- **WHAT IS ASKED**: Write out each line of the entries below as a numbered list, skipping blank lines and leaving out the pictures.

- **GIVEN RECORDS**:
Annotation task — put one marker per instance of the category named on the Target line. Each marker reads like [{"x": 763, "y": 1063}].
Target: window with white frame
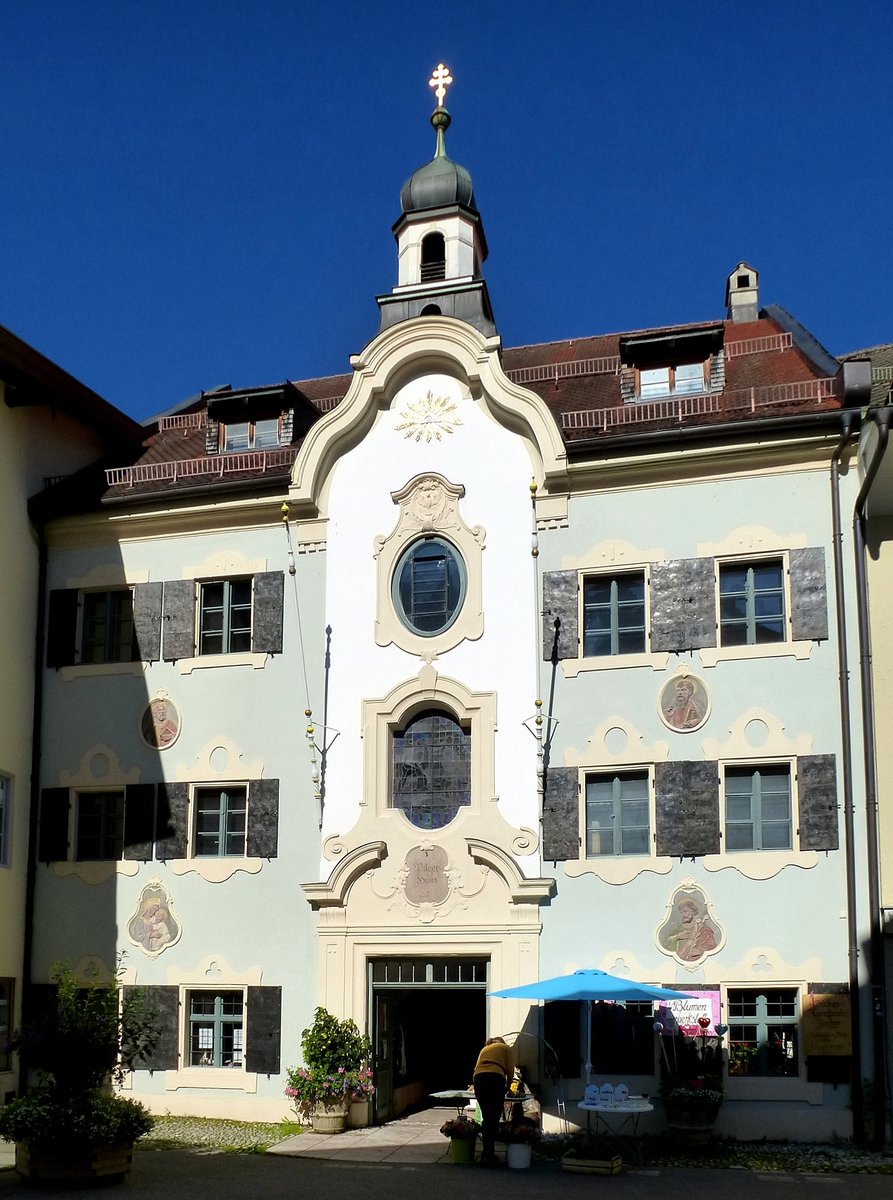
[
  {"x": 613, "y": 615},
  {"x": 682, "y": 379},
  {"x": 251, "y": 435},
  {"x": 107, "y": 627},
  {"x": 221, "y": 821},
  {"x": 99, "y": 826},
  {"x": 617, "y": 814},
  {"x": 751, "y": 603},
  {"x": 215, "y": 1029},
  {"x": 5, "y": 817},
  {"x": 762, "y": 1031},
  {"x": 225, "y": 617},
  {"x": 757, "y": 807},
  {"x": 431, "y": 769}
]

- **EXERCISE RESPONSE**:
1. Annotation task — put one marker per instance of the category named on the Target line. Each marker reads like [{"x": 763, "y": 1063}].
2. Target: window with white frame
3. [
4.   {"x": 613, "y": 615},
5.   {"x": 682, "y": 379},
6.   {"x": 251, "y": 435},
7.   {"x": 107, "y": 627},
8.   {"x": 221, "y": 821},
9.   {"x": 99, "y": 826},
10.   {"x": 617, "y": 814},
11.   {"x": 751, "y": 603},
12.   {"x": 215, "y": 1029},
13.   {"x": 5, "y": 817},
14.   {"x": 762, "y": 1031},
15.   {"x": 225, "y": 617},
16.   {"x": 757, "y": 807},
17.   {"x": 431, "y": 769}
18. ]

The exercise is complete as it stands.